**Exercise**
Number of lines below with the word "fishing": state it and write nothing more.

Natural language region descriptions:
|---|

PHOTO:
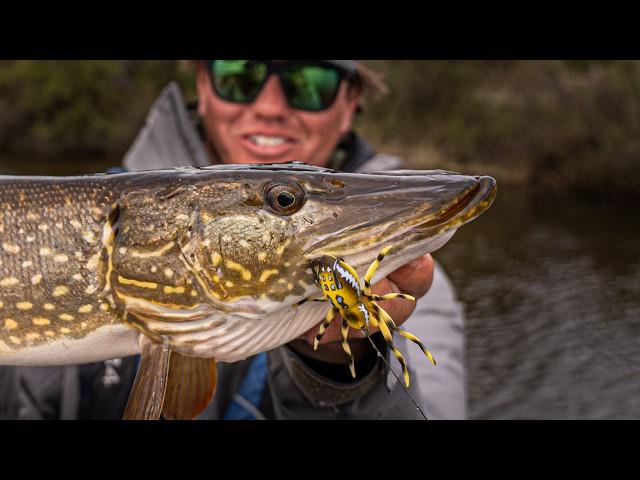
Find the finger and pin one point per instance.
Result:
(416, 277)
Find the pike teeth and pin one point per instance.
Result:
(266, 141)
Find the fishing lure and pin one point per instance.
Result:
(357, 305)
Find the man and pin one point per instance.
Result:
(270, 112)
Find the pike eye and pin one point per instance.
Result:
(285, 199)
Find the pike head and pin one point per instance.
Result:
(228, 249)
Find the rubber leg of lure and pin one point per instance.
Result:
(417, 341)
(327, 321)
(387, 318)
(373, 267)
(346, 348)
(386, 333)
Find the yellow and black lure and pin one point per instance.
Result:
(357, 305)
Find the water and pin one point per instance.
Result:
(553, 308)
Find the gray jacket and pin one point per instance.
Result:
(295, 388)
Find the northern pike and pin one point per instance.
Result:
(190, 266)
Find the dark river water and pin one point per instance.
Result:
(552, 296)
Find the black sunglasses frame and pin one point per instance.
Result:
(278, 68)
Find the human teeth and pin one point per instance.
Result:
(265, 141)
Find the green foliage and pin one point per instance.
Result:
(551, 125)
(79, 107)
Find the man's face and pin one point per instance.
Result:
(268, 130)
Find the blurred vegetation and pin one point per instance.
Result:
(550, 125)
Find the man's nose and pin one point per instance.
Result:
(271, 103)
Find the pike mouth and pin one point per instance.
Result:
(412, 232)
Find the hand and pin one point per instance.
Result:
(414, 278)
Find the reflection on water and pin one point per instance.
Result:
(553, 304)
(553, 308)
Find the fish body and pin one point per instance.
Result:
(211, 261)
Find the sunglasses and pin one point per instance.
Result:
(310, 86)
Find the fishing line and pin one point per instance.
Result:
(394, 374)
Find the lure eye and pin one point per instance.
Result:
(285, 199)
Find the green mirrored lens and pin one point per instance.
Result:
(238, 80)
(311, 87)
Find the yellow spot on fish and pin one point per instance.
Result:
(9, 282)
(266, 274)
(85, 309)
(156, 253)
(24, 305)
(10, 324)
(92, 264)
(60, 290)
(168, 289)
(137, 283)
(10, 248)
(61, 258)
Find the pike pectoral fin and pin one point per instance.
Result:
(147, 396)
(190, 386)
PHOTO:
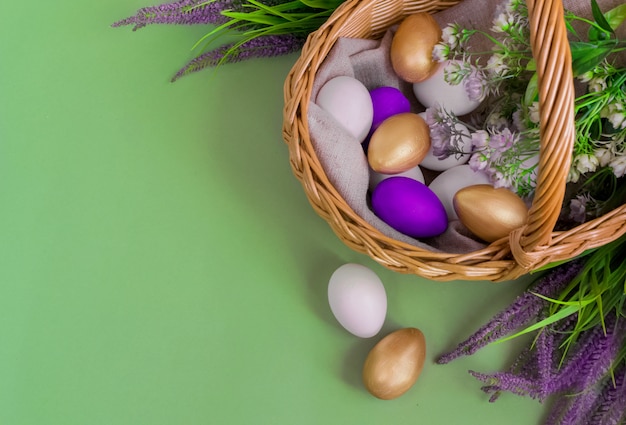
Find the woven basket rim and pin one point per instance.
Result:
(526, 248)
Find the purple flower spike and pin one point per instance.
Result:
(263, 46)
(520, 313)
(612, 404)
(504, 381)
(181, 12)
(594, 354)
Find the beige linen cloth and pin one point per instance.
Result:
(341, 155)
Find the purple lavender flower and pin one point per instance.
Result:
(612, 402)
(181, 12)
(263, 46)
(594, 354)
(520, 313)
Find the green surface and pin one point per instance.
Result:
(161, 265)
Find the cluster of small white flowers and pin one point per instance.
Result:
(446, 137)
(615, 114)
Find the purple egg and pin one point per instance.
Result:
(387, 101)
(410, 207)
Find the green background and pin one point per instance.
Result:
(159, 262)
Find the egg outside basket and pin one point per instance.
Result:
(526, 248)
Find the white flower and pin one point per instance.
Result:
(533, 113)
(478, 162)
(502, 22)
(441, 52)
(597, 84)
(450, 36)
(501, 180)
(496, 65)
(618, 165)
(480, 139)
(586, 163)
(573, 175)
(475, 87)
(616, 115)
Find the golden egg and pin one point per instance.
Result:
(401, 142)
(394, 364)
(412, 47)
(489, 213)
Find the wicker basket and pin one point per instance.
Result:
(525, 249)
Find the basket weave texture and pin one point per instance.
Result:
(525, 249)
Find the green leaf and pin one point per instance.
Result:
(613, 18)
(586, 56)
(561, 314)
(322, 4)
(599, 17)
(616, 16)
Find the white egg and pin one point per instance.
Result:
(433, 163)
(349, 102)
(414, 173)
(449, 182)
(357, 299)
(435, 90)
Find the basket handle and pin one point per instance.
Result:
(552, 54)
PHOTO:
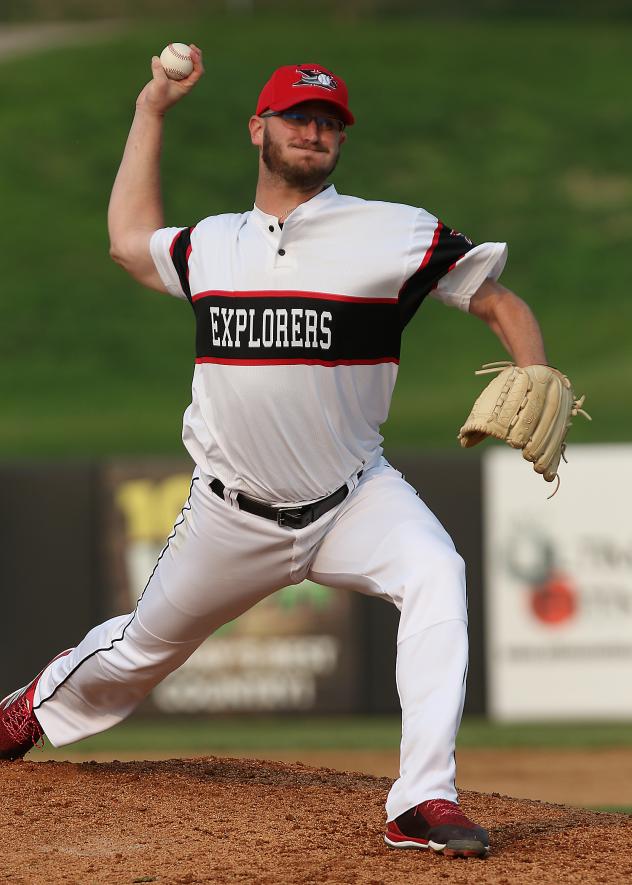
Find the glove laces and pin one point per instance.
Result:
(576, 408)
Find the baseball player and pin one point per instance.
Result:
(299, 305)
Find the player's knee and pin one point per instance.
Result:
(436, 592)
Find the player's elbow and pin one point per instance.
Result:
(117, 254)
(490, 299)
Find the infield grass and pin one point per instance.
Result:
(517, 132)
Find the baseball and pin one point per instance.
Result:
(176, 60)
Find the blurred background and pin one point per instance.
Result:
(509, 123)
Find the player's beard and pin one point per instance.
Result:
(297, 176)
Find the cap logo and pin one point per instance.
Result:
(314, 77)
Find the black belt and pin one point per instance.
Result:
(290, 517)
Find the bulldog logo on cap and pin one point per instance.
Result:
(314, 77)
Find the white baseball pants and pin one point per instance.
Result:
(219, 561)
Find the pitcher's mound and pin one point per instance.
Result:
(234, 820)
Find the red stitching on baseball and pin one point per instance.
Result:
(179, 55)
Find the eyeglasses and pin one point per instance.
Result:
(298, 120)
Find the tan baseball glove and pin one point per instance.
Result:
(529, 408)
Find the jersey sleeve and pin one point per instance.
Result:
(446, 264)
(170, 249)
(481, 263)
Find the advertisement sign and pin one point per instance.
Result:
(294, 651)
(558, 586)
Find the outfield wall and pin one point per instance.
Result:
(551, 636)
(79, 542)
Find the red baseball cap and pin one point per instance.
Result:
(293, 84)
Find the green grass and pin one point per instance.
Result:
(516, 132)
(219, 734)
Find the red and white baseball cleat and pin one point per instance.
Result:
(441, 825)
(19, 728)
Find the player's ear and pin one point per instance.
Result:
(256, 126)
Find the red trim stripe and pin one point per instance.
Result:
(428, 255)
(189, 250)
(292, 293)
(295, 362)
(175, 240)
(433, 245)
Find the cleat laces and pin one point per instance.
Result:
(441, 809)
(21, 724)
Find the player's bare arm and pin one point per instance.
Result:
(135, 209)
(512, 320)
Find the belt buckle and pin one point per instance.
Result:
(292, 517)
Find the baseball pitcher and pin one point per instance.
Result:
(299, 306)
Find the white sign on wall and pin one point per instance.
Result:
(558, 586)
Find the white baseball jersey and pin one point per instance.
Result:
(298, 332)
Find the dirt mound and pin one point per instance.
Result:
(224, 820)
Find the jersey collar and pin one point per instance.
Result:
(305, 210)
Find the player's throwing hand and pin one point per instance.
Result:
(161, 93)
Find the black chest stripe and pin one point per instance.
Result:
(447, 247)
(268, 328)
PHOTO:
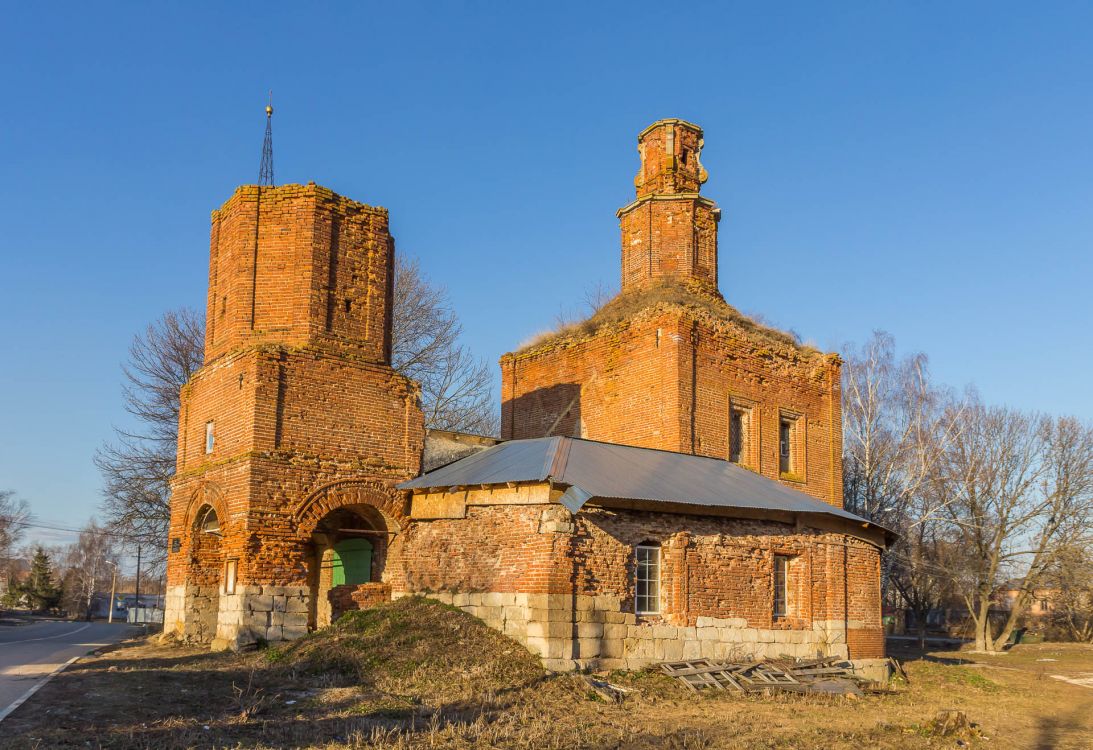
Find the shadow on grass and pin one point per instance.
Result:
(1054, 729)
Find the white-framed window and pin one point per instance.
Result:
(647, 579)
(782, 604)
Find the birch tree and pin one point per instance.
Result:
(896, 426)
(1019, 490)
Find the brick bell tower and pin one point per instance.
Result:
(669, 232)
(293, 433)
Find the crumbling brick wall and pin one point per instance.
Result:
(716, 572)
(307, 414)
(667, 371)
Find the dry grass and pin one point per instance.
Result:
(691, 297)
(419, 675)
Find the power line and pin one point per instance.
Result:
(31, 525)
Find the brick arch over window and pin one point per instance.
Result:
(390, 502)
(207, 493)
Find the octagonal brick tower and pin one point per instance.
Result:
(669, 232)
(296, 428)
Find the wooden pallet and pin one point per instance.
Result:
(808, 676)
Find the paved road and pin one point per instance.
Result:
(28, 654)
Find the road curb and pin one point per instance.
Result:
(25, 696)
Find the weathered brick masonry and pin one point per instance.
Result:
(663, 365)
(295, 414)
(296, 430)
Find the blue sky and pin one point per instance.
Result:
(919, 167)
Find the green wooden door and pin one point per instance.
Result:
(351, 562)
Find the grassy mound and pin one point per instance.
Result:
(412, 647)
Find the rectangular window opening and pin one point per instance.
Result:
(230, 571)
(739, 433)
(647, 579)
(787, 428)
(782, 565)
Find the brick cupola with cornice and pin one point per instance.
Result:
(669, 232)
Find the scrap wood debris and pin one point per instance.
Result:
(829, 675)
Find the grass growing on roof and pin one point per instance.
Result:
(691, 296)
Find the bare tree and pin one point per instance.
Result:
(89, 563)
(896, 426)
(1069, 586)
(456, 389)
(137, 467)
(14, 514)
(1019, 489)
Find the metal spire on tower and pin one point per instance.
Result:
(266, 171)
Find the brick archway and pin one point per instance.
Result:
(321, 502)
(206, 493)
(340, 511)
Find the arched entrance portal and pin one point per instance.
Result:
(350, 548)
(207, 562)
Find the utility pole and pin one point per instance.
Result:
(137, 604)
(114, 590)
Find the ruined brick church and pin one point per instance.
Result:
(668, 483)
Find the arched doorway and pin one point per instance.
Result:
(206, 565)
(350, 547)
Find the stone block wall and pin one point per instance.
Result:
(351, 597)
(306, 412)
(563, 585)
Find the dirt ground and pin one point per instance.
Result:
(489, 693)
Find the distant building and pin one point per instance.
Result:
(669, 484)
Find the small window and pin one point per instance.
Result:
(647, 579)
(739, 432)
(782, 563)
(230, 571)
(786, 429)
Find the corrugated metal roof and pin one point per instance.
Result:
(604, 470)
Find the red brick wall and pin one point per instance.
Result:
(669, 231)
(666, 378)
(300, 265)
(296, 383)
(712, 566)
(493, 549)
(620, 386)
(667, 375)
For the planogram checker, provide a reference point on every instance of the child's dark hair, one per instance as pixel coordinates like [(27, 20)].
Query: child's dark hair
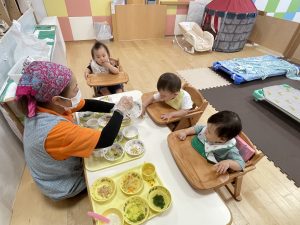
[(169, 82), (98, 45), (228, 124)]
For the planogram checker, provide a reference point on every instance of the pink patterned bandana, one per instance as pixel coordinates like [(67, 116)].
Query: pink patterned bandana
[(41, 81)]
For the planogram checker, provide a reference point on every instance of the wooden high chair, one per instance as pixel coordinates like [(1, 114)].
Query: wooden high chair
[(107, 79), (201, 174), (156, 109)]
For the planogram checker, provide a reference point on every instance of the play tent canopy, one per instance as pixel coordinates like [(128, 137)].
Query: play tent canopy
[(231, 22)]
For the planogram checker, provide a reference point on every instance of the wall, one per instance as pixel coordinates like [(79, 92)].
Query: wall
[(283, 9), (76, 17)]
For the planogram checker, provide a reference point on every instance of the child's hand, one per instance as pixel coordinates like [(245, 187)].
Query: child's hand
[(143, 111), (166, 116), (181, 135), (125, 104), (222, 167), (106, 64)]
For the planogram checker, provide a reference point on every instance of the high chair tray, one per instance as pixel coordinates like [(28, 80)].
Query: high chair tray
[(107, 79), (197, 170), (155, 110)]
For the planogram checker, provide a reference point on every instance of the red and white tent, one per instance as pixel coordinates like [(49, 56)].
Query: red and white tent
[(231, 22)]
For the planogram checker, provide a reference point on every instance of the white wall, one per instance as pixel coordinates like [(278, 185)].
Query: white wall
[(11, 169)]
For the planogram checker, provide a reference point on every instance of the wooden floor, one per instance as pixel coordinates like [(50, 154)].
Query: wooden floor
[(268, 196)]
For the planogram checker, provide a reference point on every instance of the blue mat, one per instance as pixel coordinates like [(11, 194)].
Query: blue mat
[(243, 70)]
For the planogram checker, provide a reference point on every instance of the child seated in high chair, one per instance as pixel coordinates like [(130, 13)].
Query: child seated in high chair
[(216, 141), (170, 92), (101, 63)]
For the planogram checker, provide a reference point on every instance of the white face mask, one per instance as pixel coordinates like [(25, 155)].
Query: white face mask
[(75, 100)]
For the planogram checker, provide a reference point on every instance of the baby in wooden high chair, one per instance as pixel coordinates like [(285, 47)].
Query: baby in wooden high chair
[(216, 142), (170, 92), (101, 63)]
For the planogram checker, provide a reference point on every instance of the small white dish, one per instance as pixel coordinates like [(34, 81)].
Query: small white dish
[(103, 120), (130, 132), (92, 123), (114, 153), (100, 152), (134, 147), (106, 99), (135, 111)]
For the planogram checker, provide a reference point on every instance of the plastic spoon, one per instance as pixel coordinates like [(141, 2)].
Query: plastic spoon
[(98, 217)]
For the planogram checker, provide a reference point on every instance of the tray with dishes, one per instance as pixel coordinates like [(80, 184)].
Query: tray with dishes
[(130, 197), (123, 150), (96, 120)]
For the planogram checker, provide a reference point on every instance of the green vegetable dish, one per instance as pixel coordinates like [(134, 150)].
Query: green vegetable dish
[(159, 201), (136, 210)]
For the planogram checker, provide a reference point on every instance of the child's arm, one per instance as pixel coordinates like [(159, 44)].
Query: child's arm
[(87, 72), (147, 102), (224, 165), (112, 69), (182, 134), (179, 113)]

|---|

**Answer box**
2